begin RECORD LIST
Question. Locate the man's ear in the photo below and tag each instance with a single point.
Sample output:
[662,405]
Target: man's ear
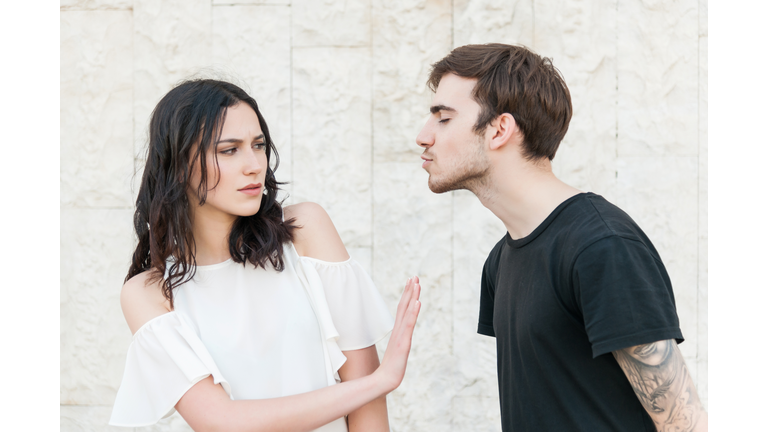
[505,131]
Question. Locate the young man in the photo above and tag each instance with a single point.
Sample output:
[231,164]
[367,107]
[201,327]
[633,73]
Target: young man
[575,294]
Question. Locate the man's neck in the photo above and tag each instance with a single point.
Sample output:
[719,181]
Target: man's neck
[523,196]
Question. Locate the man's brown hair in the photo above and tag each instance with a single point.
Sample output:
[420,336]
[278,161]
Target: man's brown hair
[515,80]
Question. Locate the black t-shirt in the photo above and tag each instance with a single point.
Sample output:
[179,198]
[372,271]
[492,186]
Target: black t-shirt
[585,282]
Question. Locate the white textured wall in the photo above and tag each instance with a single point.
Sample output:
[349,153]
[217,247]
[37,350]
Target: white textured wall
[342,87]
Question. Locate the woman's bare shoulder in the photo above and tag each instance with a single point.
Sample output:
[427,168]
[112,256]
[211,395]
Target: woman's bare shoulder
[316,236]
[142,299]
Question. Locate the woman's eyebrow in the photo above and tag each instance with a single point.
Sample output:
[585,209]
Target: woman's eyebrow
[437,108]
[237,140]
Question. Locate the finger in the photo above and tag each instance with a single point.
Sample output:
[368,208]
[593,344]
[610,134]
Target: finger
[403,304]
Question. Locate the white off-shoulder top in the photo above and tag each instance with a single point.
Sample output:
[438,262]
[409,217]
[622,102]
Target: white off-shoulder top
[259,333]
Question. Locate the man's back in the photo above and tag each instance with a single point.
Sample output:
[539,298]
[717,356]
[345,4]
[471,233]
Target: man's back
[584,283]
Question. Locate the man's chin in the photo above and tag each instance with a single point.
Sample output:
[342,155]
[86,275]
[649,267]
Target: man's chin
[438,187]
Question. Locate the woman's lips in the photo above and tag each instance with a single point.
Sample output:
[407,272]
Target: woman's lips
[251,189]
[426,162]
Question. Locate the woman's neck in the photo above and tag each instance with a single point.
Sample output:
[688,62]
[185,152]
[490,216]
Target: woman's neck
[211,237]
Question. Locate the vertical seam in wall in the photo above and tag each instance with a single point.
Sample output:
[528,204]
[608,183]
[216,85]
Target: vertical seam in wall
[133,105]
[290,95]
[453,17]
[616,113]
[698,197]
[371,58]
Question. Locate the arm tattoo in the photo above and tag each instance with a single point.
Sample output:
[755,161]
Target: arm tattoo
[659,377]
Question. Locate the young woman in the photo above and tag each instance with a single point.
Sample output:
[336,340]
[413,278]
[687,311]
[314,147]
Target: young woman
[246,316]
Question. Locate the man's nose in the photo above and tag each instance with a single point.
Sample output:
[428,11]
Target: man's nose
[252,163]
[425,138]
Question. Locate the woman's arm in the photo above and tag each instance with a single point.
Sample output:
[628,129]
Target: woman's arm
[371,417]
[206,407]
[317,238]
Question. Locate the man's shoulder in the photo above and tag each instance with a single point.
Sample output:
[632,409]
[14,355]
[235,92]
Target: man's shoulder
[492,261]
[593,218]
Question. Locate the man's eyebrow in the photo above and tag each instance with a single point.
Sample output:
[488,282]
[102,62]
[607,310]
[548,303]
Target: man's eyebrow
[237,141]
[437,108]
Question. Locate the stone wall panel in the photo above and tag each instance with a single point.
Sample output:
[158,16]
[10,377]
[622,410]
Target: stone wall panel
[660,194]
[96,115]
[96,247]
[262,69]
[172,41]
[251,2]
[485,21]
[332,140]
[331,23]
[412,236]
[408,36]
[69,5]
[476,414]
[580,37]
[703,304]
[657,78]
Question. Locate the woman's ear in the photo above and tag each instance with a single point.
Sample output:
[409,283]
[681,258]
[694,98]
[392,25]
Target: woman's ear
[505,131]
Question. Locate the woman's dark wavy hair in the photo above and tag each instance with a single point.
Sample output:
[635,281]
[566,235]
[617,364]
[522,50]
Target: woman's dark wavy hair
[184,126]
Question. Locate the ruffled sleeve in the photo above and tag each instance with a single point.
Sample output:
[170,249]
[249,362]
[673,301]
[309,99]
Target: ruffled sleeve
[165,359]
[357,309]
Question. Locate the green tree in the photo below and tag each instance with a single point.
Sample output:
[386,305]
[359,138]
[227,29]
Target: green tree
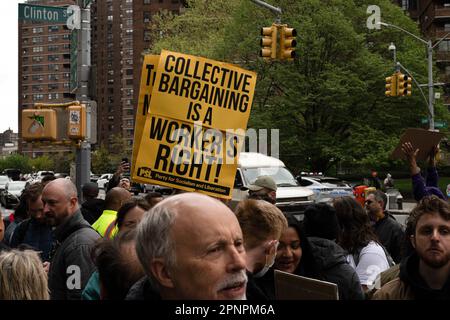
[16,161]
[329,103]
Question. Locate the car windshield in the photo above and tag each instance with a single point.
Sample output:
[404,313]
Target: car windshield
[16,186]
[282,176]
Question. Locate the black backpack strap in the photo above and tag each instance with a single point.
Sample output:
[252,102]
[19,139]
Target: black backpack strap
[356,256]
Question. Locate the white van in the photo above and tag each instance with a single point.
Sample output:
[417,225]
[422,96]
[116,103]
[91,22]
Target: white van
[291,197]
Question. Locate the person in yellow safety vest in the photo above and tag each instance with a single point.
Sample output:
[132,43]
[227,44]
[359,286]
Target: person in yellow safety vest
[113,201]
[128,216]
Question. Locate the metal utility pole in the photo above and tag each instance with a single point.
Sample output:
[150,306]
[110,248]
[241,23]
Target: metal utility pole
[83,153]
[276,10]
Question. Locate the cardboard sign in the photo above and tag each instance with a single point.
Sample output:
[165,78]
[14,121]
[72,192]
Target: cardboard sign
[421,139]
[289,286]
[148,74]
[196,125]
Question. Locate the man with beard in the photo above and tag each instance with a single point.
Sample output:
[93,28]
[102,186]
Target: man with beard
[425,274]
[191,247]
[71,264]
[264,188]
[34,231]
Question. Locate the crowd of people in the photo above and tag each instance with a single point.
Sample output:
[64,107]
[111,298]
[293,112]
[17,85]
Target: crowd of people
[193,246]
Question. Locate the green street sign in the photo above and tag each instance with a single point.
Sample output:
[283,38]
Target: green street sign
[43,13]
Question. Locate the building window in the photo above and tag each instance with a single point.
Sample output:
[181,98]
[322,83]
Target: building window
[53,57]
[52,48]
[147,35]
[38,58]
[147,16]
[52,38]
[37,68]
[37,39]
[53,67]
[444,46]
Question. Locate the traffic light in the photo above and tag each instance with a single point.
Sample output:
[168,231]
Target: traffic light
[287,43]
[391,86]
[408,86]
[39,124]
[77,122]
[269,42]
[403,84]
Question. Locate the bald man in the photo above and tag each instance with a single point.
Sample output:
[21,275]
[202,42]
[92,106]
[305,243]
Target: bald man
[191,247]
[113,201]
[71,264]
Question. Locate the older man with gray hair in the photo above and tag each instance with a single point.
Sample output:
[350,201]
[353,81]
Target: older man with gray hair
[191,247]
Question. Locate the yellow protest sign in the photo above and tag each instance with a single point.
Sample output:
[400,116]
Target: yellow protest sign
[188,142]
[188,156]
[148,73]
[190,88]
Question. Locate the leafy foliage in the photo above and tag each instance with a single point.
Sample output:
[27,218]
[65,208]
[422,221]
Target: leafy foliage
[328,103]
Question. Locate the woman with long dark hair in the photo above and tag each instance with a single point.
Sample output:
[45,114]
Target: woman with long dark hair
[357,237]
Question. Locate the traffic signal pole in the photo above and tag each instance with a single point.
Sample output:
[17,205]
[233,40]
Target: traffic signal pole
[430,48]
[83,153]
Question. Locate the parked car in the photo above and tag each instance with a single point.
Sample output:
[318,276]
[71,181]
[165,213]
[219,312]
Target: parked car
[157,188]
[13,174]
[291,197]
[3,181]
[102,182]
[326,188]
[41,174]
[13,190]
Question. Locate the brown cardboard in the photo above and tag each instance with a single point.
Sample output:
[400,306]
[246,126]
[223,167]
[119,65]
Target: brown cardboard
[421,139]
[289,286]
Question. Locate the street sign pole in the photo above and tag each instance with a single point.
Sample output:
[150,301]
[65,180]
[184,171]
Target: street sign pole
[83,156]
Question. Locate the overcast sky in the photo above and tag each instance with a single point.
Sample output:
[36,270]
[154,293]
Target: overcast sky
[9,64]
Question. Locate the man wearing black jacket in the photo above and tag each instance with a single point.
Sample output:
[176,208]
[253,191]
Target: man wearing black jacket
[71,264]
[388,230]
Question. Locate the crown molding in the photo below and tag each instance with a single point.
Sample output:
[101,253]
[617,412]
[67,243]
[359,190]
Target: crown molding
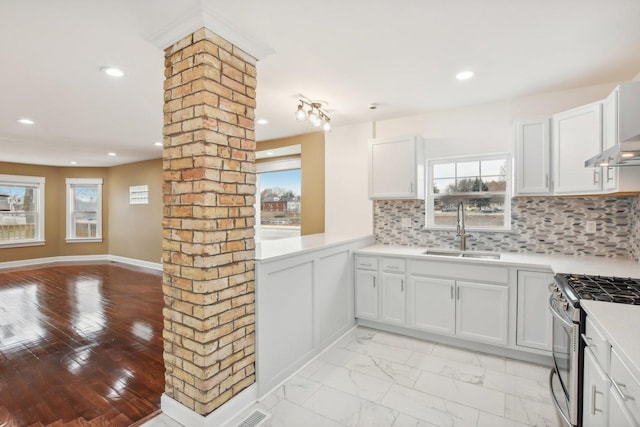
[205,16]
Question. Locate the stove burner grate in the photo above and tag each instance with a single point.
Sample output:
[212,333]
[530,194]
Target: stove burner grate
[601,288]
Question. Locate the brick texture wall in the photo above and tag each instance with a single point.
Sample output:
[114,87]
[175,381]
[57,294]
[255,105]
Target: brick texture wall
[208,245]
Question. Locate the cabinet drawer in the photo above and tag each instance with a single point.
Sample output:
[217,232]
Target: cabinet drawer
[624,382]
[396,265]
[597,343]
[460,271]
[366,262]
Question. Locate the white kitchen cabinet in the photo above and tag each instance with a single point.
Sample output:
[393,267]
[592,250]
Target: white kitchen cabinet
[366,294]
[393,298]
[397,168]
[595,392]
[532,157]
[625,386]
[432,306]
[393,289]
[610,138]
[482,312]
[577,135]
[534,321]
[619,415]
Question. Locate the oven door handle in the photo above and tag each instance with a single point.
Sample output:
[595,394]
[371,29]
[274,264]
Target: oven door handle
[554,399]
[557,314]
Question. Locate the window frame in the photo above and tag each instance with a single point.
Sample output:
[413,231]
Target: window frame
[430,199]
[32,181]
[71,183]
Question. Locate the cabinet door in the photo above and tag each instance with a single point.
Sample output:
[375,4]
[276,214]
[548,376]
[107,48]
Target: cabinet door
[366,294]
[610,138]
[534,322]
[432,305]
[532,155]
[482,312]
[618,415]
[396,169]
[595,390]
[393,298]
[577,135]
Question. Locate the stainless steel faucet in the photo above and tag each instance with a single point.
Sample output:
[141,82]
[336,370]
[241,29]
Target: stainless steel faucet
[460,232]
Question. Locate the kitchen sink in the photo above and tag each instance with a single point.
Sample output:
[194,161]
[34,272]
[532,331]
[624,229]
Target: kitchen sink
[481,255]
[462,254]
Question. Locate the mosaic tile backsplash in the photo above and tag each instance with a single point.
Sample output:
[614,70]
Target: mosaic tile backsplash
[548,225]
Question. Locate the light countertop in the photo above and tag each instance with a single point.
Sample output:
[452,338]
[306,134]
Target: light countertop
[619,322]
[556,263]
[274,249]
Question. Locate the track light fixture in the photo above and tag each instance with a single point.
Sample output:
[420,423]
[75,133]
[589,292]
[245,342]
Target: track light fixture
[312,111]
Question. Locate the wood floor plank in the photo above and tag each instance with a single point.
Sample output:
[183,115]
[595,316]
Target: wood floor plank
[80,345]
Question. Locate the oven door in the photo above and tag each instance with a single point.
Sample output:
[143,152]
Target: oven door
[564,391]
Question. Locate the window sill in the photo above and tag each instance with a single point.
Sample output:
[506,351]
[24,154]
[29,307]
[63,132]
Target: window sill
[83,240]
[19,244]
[472,230]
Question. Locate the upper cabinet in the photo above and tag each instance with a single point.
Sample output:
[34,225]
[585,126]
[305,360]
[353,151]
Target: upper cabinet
[396,168]
[577,135]
[532,156]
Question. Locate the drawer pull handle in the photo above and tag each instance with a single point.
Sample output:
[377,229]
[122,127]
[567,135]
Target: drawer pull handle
[594,391]
[619,389]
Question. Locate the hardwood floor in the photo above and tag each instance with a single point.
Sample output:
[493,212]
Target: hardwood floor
[80,344]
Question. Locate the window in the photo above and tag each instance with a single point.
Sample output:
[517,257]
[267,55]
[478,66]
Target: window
[84,209]
[278,207]
[21,210]
[482,184]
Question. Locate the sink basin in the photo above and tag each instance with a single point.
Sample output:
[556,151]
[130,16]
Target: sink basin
[462,254]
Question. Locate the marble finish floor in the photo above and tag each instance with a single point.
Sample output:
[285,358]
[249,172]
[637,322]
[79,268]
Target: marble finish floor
[372,378]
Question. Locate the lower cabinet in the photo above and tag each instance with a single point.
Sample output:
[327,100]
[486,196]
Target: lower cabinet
[432,306]
[534,324]
[475,311]
[482,312]
[595,393]
[366,294]
[393,298]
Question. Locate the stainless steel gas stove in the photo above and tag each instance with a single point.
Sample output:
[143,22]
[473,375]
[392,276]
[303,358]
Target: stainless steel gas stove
[565,380]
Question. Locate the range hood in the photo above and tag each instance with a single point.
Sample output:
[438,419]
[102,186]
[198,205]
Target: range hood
[621,128]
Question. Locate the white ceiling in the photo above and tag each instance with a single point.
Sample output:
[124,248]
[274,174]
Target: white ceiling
[401,54]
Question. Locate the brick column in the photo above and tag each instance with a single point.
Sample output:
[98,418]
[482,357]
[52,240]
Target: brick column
[208,246]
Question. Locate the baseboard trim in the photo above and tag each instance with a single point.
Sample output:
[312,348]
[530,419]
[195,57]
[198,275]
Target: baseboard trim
[80,258]
[221,417]
[136,262]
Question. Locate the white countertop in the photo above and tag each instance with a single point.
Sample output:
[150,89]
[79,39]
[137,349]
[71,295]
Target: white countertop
[619,322]
[556,263]
[273,249]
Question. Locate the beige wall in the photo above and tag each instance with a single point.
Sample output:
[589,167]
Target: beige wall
[128,231]
[135,231]
[312,164]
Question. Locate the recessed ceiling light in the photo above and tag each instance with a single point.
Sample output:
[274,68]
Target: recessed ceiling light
[464,75]
[112,71]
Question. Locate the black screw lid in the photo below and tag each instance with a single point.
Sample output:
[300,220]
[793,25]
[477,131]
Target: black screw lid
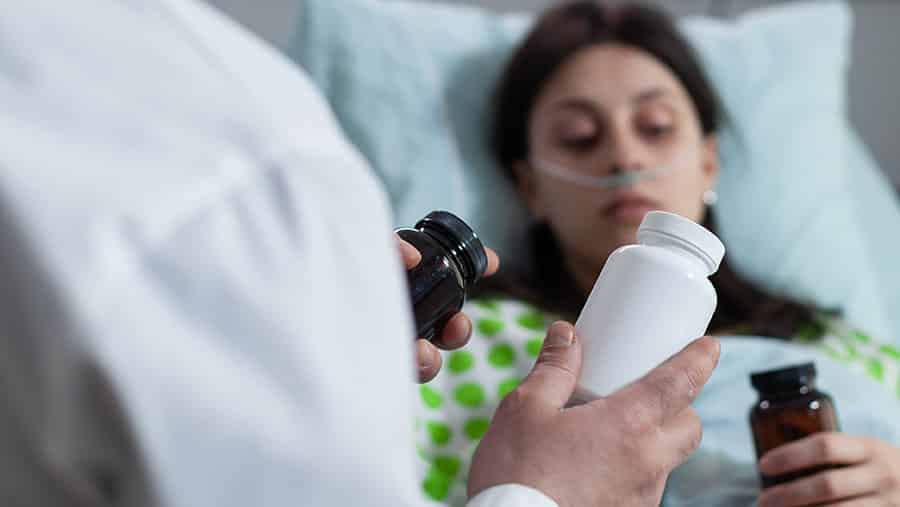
[460,239]
[784,379]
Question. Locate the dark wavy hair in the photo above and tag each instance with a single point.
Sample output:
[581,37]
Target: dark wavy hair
[558,35]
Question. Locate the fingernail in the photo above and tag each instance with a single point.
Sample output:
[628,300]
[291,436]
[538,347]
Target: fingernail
[560,334]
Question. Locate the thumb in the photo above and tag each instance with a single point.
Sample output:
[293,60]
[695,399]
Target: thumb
[558,366]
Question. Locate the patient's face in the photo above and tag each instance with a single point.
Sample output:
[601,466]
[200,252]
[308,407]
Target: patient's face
[612,108]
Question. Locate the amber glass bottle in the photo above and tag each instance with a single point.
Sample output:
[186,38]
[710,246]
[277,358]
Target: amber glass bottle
[789,408]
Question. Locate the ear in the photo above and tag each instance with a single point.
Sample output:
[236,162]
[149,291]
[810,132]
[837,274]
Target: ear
[527,186]
[710,160]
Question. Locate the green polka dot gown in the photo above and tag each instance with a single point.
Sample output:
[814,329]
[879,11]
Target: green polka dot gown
[454,410]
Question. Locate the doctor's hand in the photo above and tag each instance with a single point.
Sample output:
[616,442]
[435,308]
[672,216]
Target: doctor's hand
[458,329]
[616,450]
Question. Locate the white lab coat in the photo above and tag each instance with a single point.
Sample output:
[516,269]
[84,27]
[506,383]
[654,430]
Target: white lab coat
[202,301]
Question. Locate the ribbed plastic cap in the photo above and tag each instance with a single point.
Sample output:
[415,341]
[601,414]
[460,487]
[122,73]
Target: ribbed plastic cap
[462,240]
[680,228]
[784,379]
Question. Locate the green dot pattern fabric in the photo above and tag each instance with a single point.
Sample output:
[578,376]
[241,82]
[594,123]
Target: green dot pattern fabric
[455,408]
[460,361]
[453,411]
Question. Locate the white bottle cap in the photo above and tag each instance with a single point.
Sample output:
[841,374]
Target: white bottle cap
[678,228]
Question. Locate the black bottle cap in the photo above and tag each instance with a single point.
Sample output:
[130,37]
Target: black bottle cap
[784,379]
[460,239]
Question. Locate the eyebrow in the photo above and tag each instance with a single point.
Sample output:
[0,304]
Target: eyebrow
[649,94]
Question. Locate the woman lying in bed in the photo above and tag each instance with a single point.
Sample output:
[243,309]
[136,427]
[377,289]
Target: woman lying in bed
[602,115]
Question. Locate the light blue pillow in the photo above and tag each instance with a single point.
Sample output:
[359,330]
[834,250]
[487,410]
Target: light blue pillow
[411,84]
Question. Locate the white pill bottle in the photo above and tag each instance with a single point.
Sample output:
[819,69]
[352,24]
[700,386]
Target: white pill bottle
[650,300]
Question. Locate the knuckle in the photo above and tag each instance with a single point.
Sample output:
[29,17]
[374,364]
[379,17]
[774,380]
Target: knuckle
[891,480]
[695,437]
[520,400]
[828,486]
[555,362]
[637,420]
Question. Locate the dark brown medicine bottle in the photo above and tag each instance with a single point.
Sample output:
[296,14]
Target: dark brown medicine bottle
[789,408]
[453,259]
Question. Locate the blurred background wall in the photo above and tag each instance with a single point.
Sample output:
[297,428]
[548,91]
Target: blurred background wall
[874,78]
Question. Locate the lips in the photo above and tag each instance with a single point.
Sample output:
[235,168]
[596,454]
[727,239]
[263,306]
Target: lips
[629,208]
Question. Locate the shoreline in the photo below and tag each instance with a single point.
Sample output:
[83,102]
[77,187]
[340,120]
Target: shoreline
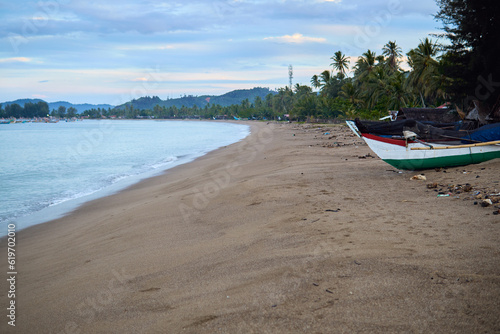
[66,206]
[289,230]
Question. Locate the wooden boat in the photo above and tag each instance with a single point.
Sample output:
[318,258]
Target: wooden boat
[408,152]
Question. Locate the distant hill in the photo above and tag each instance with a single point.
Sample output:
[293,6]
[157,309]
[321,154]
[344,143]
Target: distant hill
[55,105]
[233,97]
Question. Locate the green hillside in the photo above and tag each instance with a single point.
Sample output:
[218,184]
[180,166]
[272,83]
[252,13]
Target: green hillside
[233,97]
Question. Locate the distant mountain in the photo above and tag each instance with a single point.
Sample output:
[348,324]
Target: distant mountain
[55,105]
[233,97]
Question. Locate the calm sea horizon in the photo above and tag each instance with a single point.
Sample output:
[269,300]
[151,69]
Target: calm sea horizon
[49,169]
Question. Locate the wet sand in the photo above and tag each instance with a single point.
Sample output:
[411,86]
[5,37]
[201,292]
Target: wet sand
[288,231]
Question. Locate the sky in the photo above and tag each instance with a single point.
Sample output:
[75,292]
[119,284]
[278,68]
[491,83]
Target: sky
[117,50]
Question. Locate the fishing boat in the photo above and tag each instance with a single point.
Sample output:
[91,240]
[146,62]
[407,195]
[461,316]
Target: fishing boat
[411,151]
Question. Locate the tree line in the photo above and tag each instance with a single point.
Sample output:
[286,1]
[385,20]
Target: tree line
[36,110]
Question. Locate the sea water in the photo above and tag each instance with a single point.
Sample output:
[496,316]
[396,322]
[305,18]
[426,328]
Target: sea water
[48,169]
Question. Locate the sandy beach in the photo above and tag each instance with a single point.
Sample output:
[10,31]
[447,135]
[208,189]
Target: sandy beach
[295,229]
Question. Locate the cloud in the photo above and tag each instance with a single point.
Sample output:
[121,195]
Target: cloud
[15,60]
[295,38]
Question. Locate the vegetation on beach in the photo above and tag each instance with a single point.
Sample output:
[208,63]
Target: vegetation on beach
[465,73]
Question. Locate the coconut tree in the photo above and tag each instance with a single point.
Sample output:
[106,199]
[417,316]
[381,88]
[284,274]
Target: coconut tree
[393,52]
[315,82]
[365,65]
[424,75]
[340,63]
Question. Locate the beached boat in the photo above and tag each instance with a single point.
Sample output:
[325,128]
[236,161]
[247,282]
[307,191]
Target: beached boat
[407,151]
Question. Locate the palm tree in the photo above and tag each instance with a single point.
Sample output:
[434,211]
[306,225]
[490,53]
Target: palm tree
[315,81]
[340,63]
[350,91]
[393,52]
[365,65]
[424,75]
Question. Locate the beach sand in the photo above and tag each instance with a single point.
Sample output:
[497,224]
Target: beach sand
[289,231]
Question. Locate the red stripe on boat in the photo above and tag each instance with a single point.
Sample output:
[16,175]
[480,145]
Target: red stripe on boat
end RECORD LIST
- TO DO
From the line holding "Question. Locate the beached" down to the final line above, quote every line exactly and only those lines.

- FULL ANSWER
Question. Locate the beached boat in the photo above and tag each instance with a single point.
Sample output:
[325,128]
[236,161]
[247,282]
[307,191]
Target: beached boat
[407,151]
Question. Locate the palm tree in the photo above and tag each instance with a single point.
Sample output:
[434,211]
[306,225]
[490,53]
Target: palm tree
[315,81]
[340,63]
[350,91]
[393,52]
[365,65]
[424,75]
Question. Locate the beach sand in the photo above and tag each instance with a single point.
Sample output:
[497,224]
Target: beach sand
[289,231]
Question. Locate the red stripe on boat in the photo above and tag each instance with a single point.
Sample output:
[16,175]
[480,145]
Target: red stripe on boat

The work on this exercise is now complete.